╭─ DATA SUPPLIED

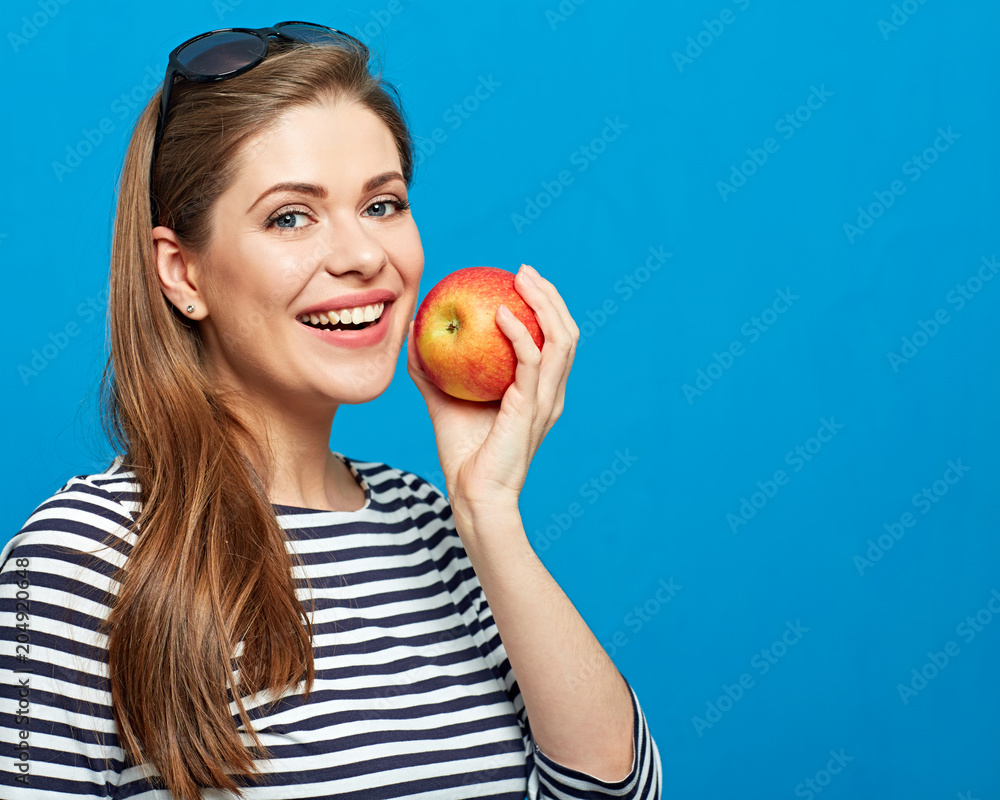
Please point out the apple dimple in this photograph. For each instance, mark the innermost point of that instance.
(458, 343)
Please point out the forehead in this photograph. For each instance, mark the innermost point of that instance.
(337, 144)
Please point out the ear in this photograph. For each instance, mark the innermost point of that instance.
(178, 272)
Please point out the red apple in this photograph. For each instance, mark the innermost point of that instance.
(459, 344)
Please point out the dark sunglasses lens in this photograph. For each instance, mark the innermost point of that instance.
(218, 55)
(316, 34)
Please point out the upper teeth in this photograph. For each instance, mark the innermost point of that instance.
(347, 315)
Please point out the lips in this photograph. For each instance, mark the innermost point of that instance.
(353, 336)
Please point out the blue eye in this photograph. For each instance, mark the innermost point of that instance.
(286, 219)
(380, 205)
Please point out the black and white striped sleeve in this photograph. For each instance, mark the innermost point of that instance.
(57, 733)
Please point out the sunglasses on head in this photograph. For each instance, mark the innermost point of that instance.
(228, 52)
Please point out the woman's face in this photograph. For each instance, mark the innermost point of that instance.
(315, 221)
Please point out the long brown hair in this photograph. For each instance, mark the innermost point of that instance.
(209, 568)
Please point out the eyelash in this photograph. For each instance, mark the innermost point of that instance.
(272, 221)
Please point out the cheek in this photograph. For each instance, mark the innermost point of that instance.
(407, 254)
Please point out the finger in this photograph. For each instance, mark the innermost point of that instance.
(560, 337)
(529, 357)
(556, 299)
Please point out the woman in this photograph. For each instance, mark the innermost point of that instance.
(231, 607)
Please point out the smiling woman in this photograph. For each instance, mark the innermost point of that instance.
(232, 609)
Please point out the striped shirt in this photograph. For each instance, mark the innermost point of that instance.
(414, 695)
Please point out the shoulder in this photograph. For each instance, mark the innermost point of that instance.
(89, 516)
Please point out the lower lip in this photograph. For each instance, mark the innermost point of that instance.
(365, 337)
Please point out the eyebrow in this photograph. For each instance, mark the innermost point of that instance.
(320, 192)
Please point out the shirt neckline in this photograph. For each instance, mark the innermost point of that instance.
(358, 476)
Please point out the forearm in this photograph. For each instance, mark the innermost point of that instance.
(576, 700)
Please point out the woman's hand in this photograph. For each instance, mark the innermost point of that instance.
(485, 448)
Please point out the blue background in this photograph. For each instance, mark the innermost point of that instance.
(695, 92)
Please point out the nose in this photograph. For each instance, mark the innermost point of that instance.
(350, 247)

╰─

#### TASK PROMPT
With the images left out, set down every entry exactly.

#### RESPONSE BELOW
Please point out the apple dimple in this photograph. For each instance, mark the innermost point of that instance.
(458, 343)
Please point out the forehead in this photograph. For each instance, mark the innermost point of that instance.
(337, 144)
Please point out the ear in this photograph. For each instance, mark the innermost point of that instance.
(178, 272)
Please point out the red apple in this photograph. For each instance, mark the innermost point of that instance.
(459, 344)
Please point out the dark sunglasses lens in this photograph. For each instance, mark the innermost point of that instance.
(218, 55)
(316, 34)
Please point out the upper teeth in this photograph. For each instance, mark the innermost point of that instance.
(347, 315)
Please point out the lips in this photograph. For each instance, mark the innermost point of that instance.
(353, 336)
Please point out the blue eye in this photograph. For each instance, mark the innermost point of that instance.
(286, 219)
(380, 205)
Please point out the black and white striped sleeve in this photograph. For each instance, mark the innermost point of that instance.
(57, 733)
Please point out the sunglasses on head in this photograph. For each instance, mark the innermost point of that instance.
(228, 52)
Please point out the woman's face in this photograph. For each instance, mark the innermost point of that instance.
(315, 221)
Please point out the long brown hair in this photograph. For each instance, mark the innermost point of that instance.
(209, 568)
Please point out the eyelash in this photograph. For each instance, mark the innermost point of that instance.
(272, 221)
Please point out the cheek in this photograph. For each instance, mark the innermost point of that instance.
(407, 254)
Please point out the finger in this photograph. For each instance, mark the innermost point of that instance.
(560, 337)
(529, 357)
(556, 299)
Please point out the woman in this photograph. For each instance, mark the innermost point of that instance.
(231, 607)
Please point out the smiling woman in this photograph. For each instance, mark the innermost point of that instance.
(232, 609)
Please point out the striped shirt in this photograph. For each instance, mark the innermost point of that instance.
(414, 695)
Please point out the shoulder in this photograph. For each instance, mark the innermost point of that instance.
(89, 516)
Please point out the lower lip in this photograph. For each instance, mark the innermost point of that instance.
(365, 337)
Please point out the eyebrow in this photograph. For each instance, mark the innermost point of that instance.
(320, 192)
Please point out the shirt neckline in this photograph. For each instance, mark the innermost point of that instance.
(358, 476)
Please point out the forearm in this photograph. For each instance, mark the innermost point of that instance.
(576, 700)
Please point out the woman's hand in this photograph. For each instance, mark the innermost point of that instance.
(485, 448)
Please point out the blue background in this photograph. For each instance, mark the innermost point of that instance.
(695, 92)
Please point out the nose in this photograph. For each instance, mark the innermost point of that instance.
(350, 247)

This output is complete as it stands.